### Task
Reproduce each line of the entries that carries "flower".

========

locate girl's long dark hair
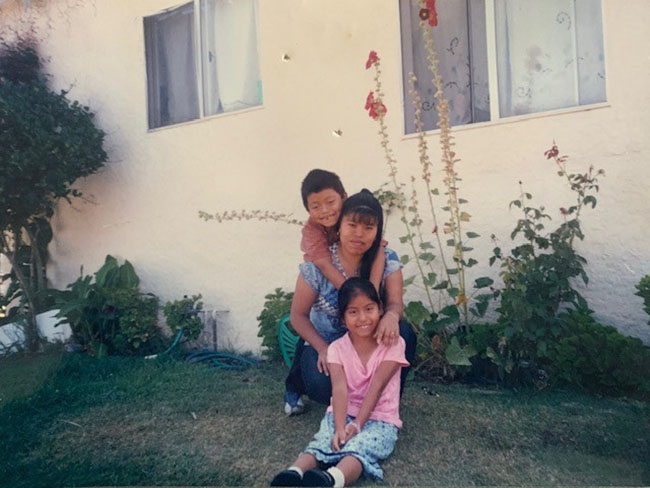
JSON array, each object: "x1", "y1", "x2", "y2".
[
  {"x1": 337, "y1": 189, "x2": 384, "y2": 280},
  {"x1": 338, "y1": 277, "x2": 381, "y2": 317}
]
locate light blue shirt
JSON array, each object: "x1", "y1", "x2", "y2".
[{"x1": 298, "y1": 243, "x2": 402, "y2": 344}]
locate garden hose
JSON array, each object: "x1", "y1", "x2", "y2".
[{"x1": 146, "y1": 327, "x2": 257, "y2": 371}]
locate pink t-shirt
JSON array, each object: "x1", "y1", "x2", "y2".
[
  {"x1": 301, "y1": 218, "x2": 338, "y2": 262},
  {"x1": 327, "y1": 333, "x2": 409, "y2": 428}
]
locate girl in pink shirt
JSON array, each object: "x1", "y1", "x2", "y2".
[{"x1": 271, "y1": 278, "x2": 408, "y2": 487}]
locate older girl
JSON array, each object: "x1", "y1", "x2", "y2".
[{"x1": 283, "y1": 189, "x2": 415, "y2": 413}]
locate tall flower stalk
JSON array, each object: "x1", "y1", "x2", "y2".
[
  {"x1": 366, "y1": 51, "x2": 434, "y2": 315},
  {"x1": 417, "y1": 0, "x2": 469, "y2": 319}
]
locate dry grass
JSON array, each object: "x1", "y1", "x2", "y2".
[{"x1": 1, "y1": 353, "x2": 648, "y2": 487}]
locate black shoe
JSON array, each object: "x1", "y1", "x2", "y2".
[
  {"x1": 271, "y1": 469, "x2": 303, "y2": 486},
  {"x1": 302, "y1": 468, "x2": 335, "y2": 487}
]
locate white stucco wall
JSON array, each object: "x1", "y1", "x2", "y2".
[{"x1": 1, "y1": 0, "x2": 649, "y2": 351}]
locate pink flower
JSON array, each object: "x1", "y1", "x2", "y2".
[
  {"x1": 368, "y1": 101, "x2": 387, "y2": 119},
  {"x1": 365, "y1": 91, "x2": 387, "y2": 119},
  {"x1": 545, "y1": 145, "x2": 559, "y2": 160},
  {"x1": 432, "y1": 225, "x2": 438, "y2": 234},
  {"x1": 365, "y1": 50, "x2": 379, "y2": 69},
  {"x1": 560, "y1": 207, "x2": 569, "y2": 215},
  {"x1": 365, "y1": 91, "x2": 375, "y2": 111}
]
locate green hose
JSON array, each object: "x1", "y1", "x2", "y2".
[{"x1": 149, "y1": 328, "x2": 257, "y2": 371}]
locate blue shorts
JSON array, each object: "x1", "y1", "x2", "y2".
[{"x1": 302, "y1": 412, "x2": 398, "y2": 480}]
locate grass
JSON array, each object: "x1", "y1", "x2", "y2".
[{"x1": 1, "y1": 352, "x2": 649, "y2": 487}]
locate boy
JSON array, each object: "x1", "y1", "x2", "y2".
[
  {"x1": 300, "y1": 169, "x2": 384, "y2": 292},
  {"x1": 284, "y1": 171, "x2": 385, "y2": 416}
]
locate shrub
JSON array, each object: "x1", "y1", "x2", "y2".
[
  {"x1": 163, "y1": 295, "x2": 204, "y2": 340},
  {"x1": 490, "y1": 146, "x2": 604, "y2": 379},
  {"x1": 55, "y1": 255, "x2": 161, "y2": 356},
  {"x1": 635, "y1": 275, "x2": 650, "y2": 326},
  {"x1": 549, "y1": 310, "x2": 650, "y2": 397},
  {"x1": 0, "y1": 37, "x2": 107, "y2": 351},
  {"x1": 256, "y1": 288, "x2": 293, "y2": 361}
]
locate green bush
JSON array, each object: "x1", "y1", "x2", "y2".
[
  {"x1": 163, "y1": 295, "x2": 204, "y2": 340},
  {"x1": 55, "y1": 255, "x2": 161, "y2": 356},
  {"x1": 256, "y1": 288, "x2": 293, "y2": 361},
  {"x1": 635, "y1": 275, "x2": 650, "y2": 326},
  {"x1": 549, "y1": 311, "x2": 650, "y2": 397}
]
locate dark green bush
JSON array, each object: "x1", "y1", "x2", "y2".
[
  {"x1": 163, "y1": 294, "x2": 203, "y2": 340},
  {"x1": 256, "y1": 288, "x2": 293, "y2": 361},
  {"x1": 635, "y1": 275, "x2": 650, "y2": 326},
  {"x1": 549, "y1": 311, "x2": 650, "y2": 397},
  {"x1": 55, "y1": 255, "x2": 161, "y2": 356}
]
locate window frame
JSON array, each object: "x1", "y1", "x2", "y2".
[
  {"x1": 397, "y1": 0, "x2": 610, "y2": 138},
  {"x1": 143, "y1": 0, "x2": 264, "y2": 133}
]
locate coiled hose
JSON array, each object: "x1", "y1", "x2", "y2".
[{"x1": 147, "y1": 328, "x2": 257, "y2": 371}]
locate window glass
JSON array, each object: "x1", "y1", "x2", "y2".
[
  {"x1": 144, "y1": 0, "x2": 262, "y2": 130},
  {"x1": 400, "y1": 0, "x2": 606, "y2": 133},
  {"x1": 201, "y1": 0, "x2": 262, "y2": 116},
  {"x1": 495, "y1": 0, "x2": 606, "y2": 117},
  {"x1": 401, "y1": 0, "x2": 489, "y2": 133},
  {"x1": 144, "y1": 3, "x2": 199, "y2": 129}
]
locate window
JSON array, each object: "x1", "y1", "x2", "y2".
[
  {"x1": 144, "y1": 0, "x2": 262, "y2": 130},
  {"x1": 400, "y1": 0, "x2": 607, "y2": 134}
]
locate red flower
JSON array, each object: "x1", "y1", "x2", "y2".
[
  {"x1": 545, "y1": 145, "x2": 559, "y2": 160},
  {"x1": 368, "y1": 100, "x2": 387, "y2": 119},
  {"x1": 365, "y1": 91, "x2": 375, "y2": 110},
  {"x1": 560, "y1": 207, "x2": 569, "y2": 215},
  {"x1": 426, "y1": 0, "x2": 438, "y2": 26},
  {"x1": 365, "y1": 50, "x2": 379, "y2": 69}
]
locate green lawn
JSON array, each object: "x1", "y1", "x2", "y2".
[{"x1": 1, "y1": 352, "x2": 649, "y2": 487}]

========

### Final answer
locate tall flower stalk
locate pink flower
locate red flower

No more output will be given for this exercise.